▶ **Tasks to carry out**
1. In two sentences, summarize the text about a head of school's first 100 workdays at Post Oak.
2. Carry on the account of the first 100 workdays at Post Oak, picking up after its last sentence.

▶ **Text extract**
»»

During these first 100 workdays I have been leading the board, administration, and faculty through the finishing stages of the ISAS self-study for re-accreditation, and performing the routine administrative duties of any head of school—from board reports to budgeting, to admissions strategies and faculty support. The majority of my time, however, has been spent building relationships with the people of Post Oak and beyond.

Beyond the walls of Post Oak I have attended the fall meetings for both the Houston Association of Independent Schools (HAIS), and the Independent Schools Association of the Southwest (ISAS). I have also visited a couple of our neighboring schools both in Bellaire and in the Museum District.

««

▶ **Extracted material**
»»

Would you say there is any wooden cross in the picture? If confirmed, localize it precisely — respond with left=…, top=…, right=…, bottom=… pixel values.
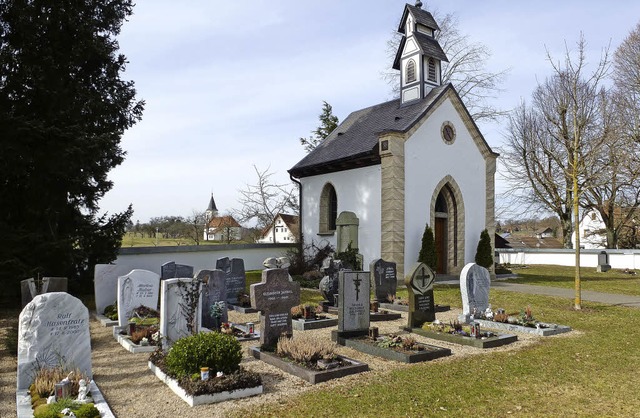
left=250, top=269, right=300, bottom=349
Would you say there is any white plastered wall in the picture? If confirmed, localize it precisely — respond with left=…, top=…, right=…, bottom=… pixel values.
left=300, top=165, right=381, bottom=268
left=404, top=98, right=487, bottom=268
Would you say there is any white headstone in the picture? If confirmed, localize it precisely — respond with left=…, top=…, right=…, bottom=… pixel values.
left=460, top=263, right=491, bottom=317
left=93, top=264, right=131, bottom=315
left=160, top=278, right=202, bottom=351
left=17, top=292, right=92, bottom=390
left=118, top=269, right=160, bottom=327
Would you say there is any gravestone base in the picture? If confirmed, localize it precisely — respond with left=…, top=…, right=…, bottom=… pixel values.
left=380, top=303, right=451, bottom=312
left=369, top=311, right=402, bottom=322
left=249, top=347, right=369, bottom=385
left=332, top=335, right=451, bottom=363
left=227, top=304, right=260, bottom=314
left=291, top=318, right=338, bottom=331
left=331, top=329, right=369, bottom=346
left=96, top=313, right=118, bottom=327
left=403, top=328, right=518, bottom=349
left=16, top=380, right=115, bottom=418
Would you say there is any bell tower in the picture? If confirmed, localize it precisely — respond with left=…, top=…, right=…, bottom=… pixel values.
left=393, top=0, right=449, bottom=104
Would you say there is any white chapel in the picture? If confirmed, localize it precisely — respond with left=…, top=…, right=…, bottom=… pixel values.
left=289, top=1, right=498, bottom=278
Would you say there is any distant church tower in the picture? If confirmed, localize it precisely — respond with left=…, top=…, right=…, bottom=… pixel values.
left=393, top=0, right=449, bottom=104
left=204, top=193, right=218, bottom=220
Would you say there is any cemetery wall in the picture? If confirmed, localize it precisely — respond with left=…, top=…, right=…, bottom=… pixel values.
left=114, top=244, right=295, bottom=274
left=496, top=248, right=640, bottom=269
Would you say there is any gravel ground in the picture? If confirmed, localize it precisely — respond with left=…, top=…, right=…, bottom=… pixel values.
left=0, top=310, right=556, bottom=418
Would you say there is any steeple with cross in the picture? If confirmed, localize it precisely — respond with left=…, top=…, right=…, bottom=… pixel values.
left=393, top=0, right=449, bottom=104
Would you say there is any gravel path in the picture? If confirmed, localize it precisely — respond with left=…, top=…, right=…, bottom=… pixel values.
left=0, top=310, right=552, bottom=418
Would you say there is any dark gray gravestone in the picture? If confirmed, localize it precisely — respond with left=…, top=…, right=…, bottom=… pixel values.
left=596, top=251, right=611, bottom=273
left=338, top=270, right=371, bottom=336
left=250, top=269, right=300, bottom=349
left=460, top=263, right=491, bottom=322
left=196, top=270, right=229, bottom=330
left=404, top=263, right=436, bottom=328
left=216, top=257, right=247, bottom=305
left=20, top=277, right=67, bottom=308
left=17, top=292, right=92, bottom=390
left=318, top=258, right=342, bottom=306
left=160, top=261, right=193, bottom=280
left=369, top=258, right=398, bottom=303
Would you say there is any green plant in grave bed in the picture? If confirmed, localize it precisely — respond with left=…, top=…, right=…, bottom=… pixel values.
left=165, top=332, right=242, bottom=378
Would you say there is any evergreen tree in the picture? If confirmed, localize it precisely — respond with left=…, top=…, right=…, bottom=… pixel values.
left=418, top=224, right=437, bottom=271
left=300, top=101, right=338, bottom=152
left=0, top=0, right=144, bottom=298
left=476, top=229, right=493, bottom=269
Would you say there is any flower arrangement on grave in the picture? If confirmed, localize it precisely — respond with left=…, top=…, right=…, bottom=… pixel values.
left=29, top=367, right=100, bottom=418
left=276, top=334, right=338, bottom=370
left=291, top=303, right=324, bottom=319
left=238, top=291, right=251, bottom=308
left=149, top=332, right=262, bottom=396
left=376, top=334, right=424, bottom=351
left=102, top=301, right=118, bottom=321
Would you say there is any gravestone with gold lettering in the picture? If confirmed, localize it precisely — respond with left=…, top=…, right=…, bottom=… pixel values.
left=250, top=268, right=300, bottom=349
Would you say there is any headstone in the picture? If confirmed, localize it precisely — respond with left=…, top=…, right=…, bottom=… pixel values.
left=369, top=258, right=398, bottom=303
left=318, top=258, right=342, bottom=306
left=17, top=292, right=92, bottom=390
left=20, top=277, right=67, bottom=308
left=596, top=251, right=611, bottom=273
left=160, top=261, right=193, bottom=280
left=404, top=263, right=436, bottom=328
left=250, top=269, right=300, bottom=348
left=196, top=270, right=229, bottom=330
left=160, top=278, right=202, bottom=351
left=460, top=263, right=491, bottom=322
left=216, top=257, right=246, bottom=305
left=93, top=264, right=131, bottom=315
left=338, top=270, right=371, bottom=335
left=118, top=269, right=160, bottom=327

««

▶ **The results**
1. Over the first 100 workdays, the head of school has guided the board, administration, and faculty through the last stages of the ISAS self-study for re-accreditation while handling routine duties such as board reports, budgeting, admissions strategy, and faculty support, though most of the time has gone to building relationships within Post Oak and beyond. Outside the school, the head has attended the fall meetings of HAIS and ISAS and visited a couple of neighboring schools in Bellaire and the Museum District.

2.
Here at Post Oak it has been great getting to know students, working with this tremendous staff and meeting with parents. Many of you have been able to join me at one of the events over the past few months. I have hosted coffees during the day and presented at two parent education evenings. For those who were able to attend, you know that I truly want to hear from you as much as you hear from me. If you haven’t been able to attend an event or meet with me in person, I still want to check in with you. How has the first part of this year been for your students and your family? I would like to know, so I am going to ask you to do me a favor. As this Post comes out, you will also receive an email with a survey. Please take some time to respond to it so that I can “take a temperature” of the community. The Parent Partnership agreement is a foundational part of the Post Oak culture. As a partnership requires, keeping the lines of communication open is a top priority for me as head.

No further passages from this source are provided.